▶ **課題**:
提示文で、産業機器における電子部品の需要が急速に高まっている方向として挙げられているものをすべて書き出せ。

▶ **提示文**:
******************************

車載市場以外では、産業機器においても高信頼性、大容量、高耐圧といった方向で電子部品の需要が急速に高まっています。このほか、環境・エネルギー、医療・ヘルスケアの分野でも、当社が持つ要素技術やソフトウェアを組み合わせたソリューション提案によって高付加価値ビジネスの展開を狙っています。

車載市場や産業機器市場は、季節性や機器の需要サイクルの影響が少なく、この分野の売上拡大は、当社の生産設備の稼働安定化に貢献しています。これまで当社の営業利益率は概ね5%±5%で推移していました。携帯電話やスマートフォンなどの生産動向や為替などが当社に有利な年であれば10%近くに達する一方で、それが反転すると利益が急減するという不安定な収益構造となっていました。

******************************

▶ **提示データ**:
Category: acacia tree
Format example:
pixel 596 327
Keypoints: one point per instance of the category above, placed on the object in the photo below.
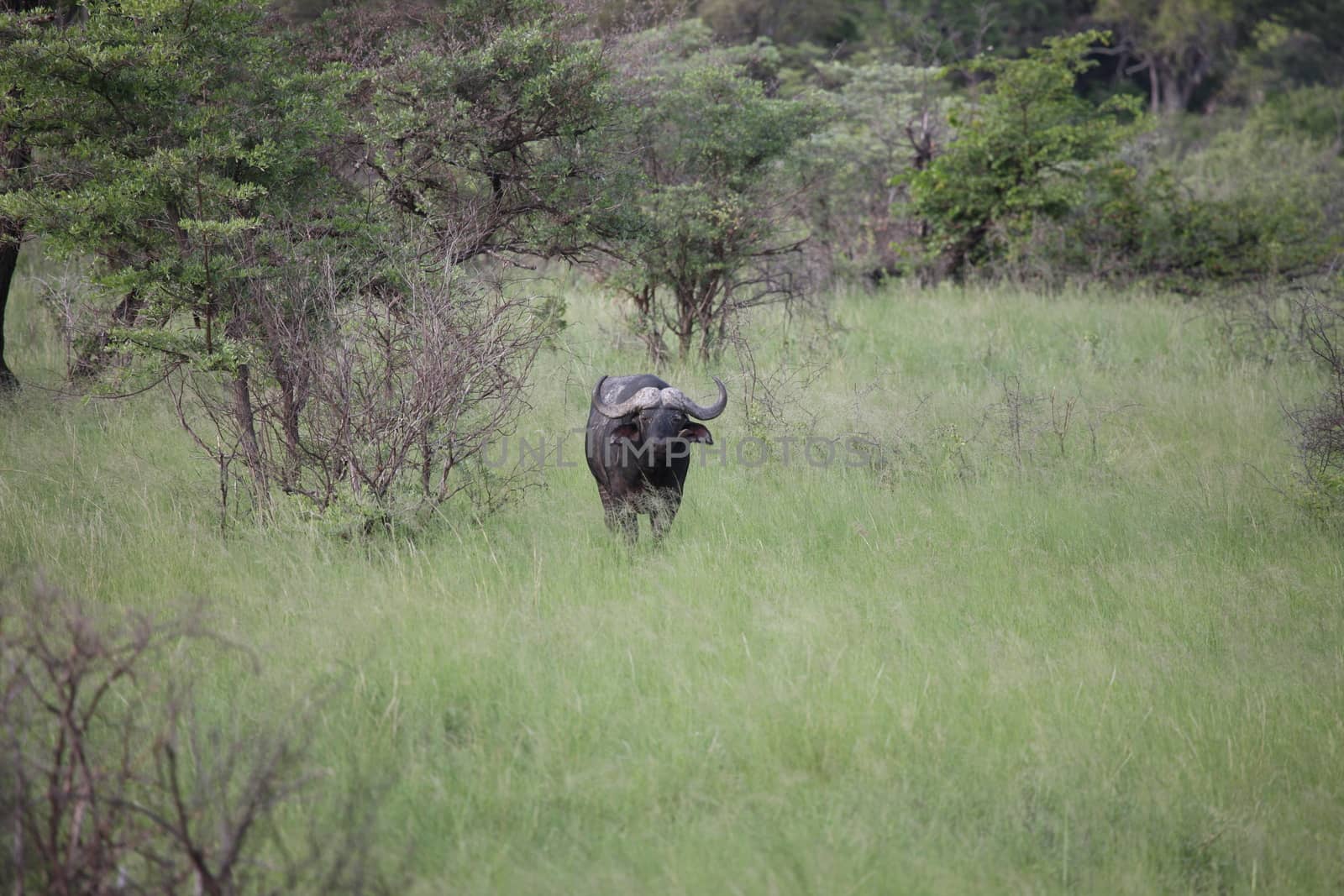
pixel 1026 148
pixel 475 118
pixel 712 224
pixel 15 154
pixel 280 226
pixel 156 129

******************************

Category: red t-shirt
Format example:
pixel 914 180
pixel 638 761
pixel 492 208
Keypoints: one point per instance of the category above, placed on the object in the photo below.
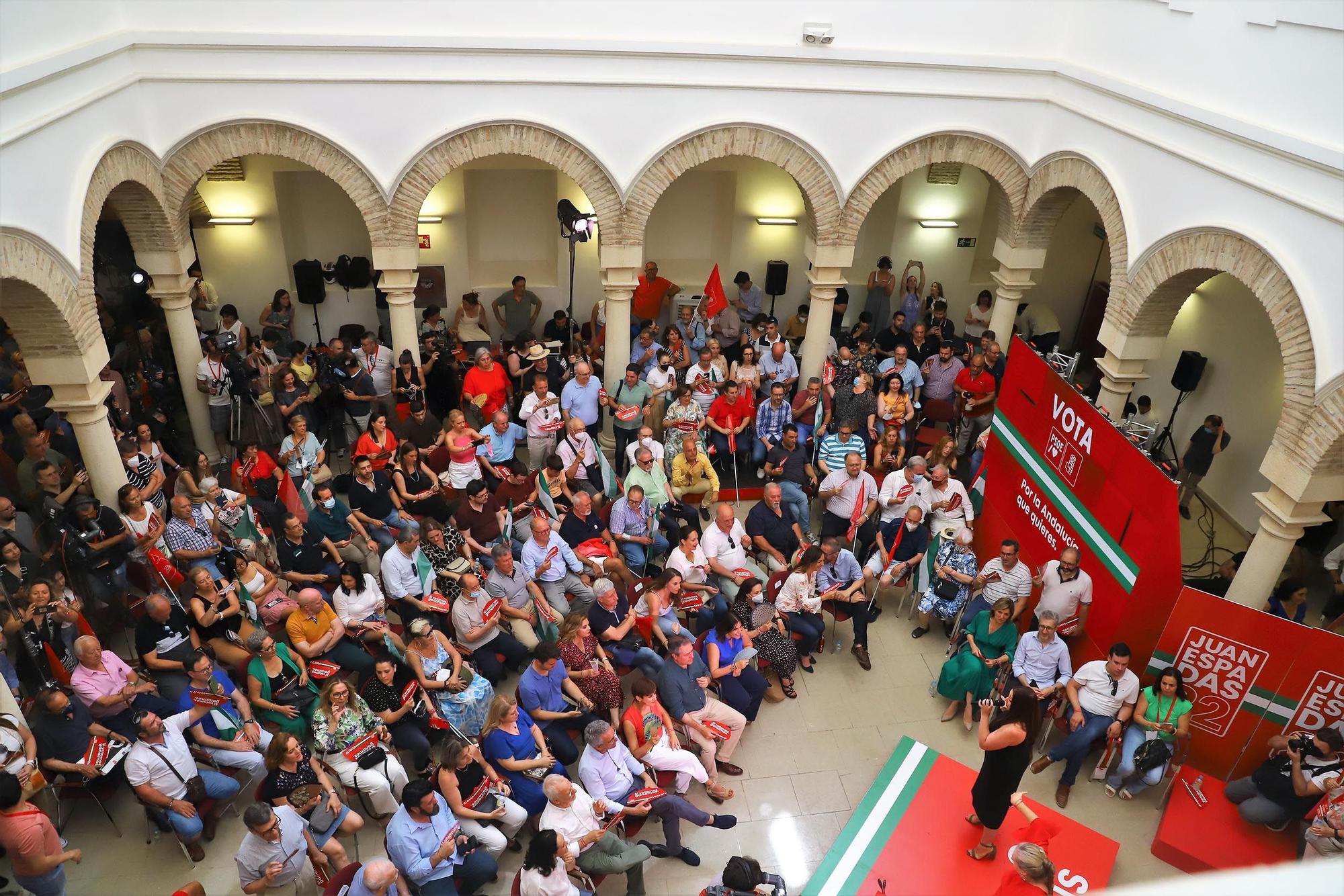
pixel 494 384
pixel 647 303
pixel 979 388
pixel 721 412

******************************

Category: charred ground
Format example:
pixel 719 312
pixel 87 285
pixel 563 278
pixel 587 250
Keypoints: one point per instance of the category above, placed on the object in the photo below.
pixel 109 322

******************************

▶ **解答**:
高信頼性、大容量、高耐圧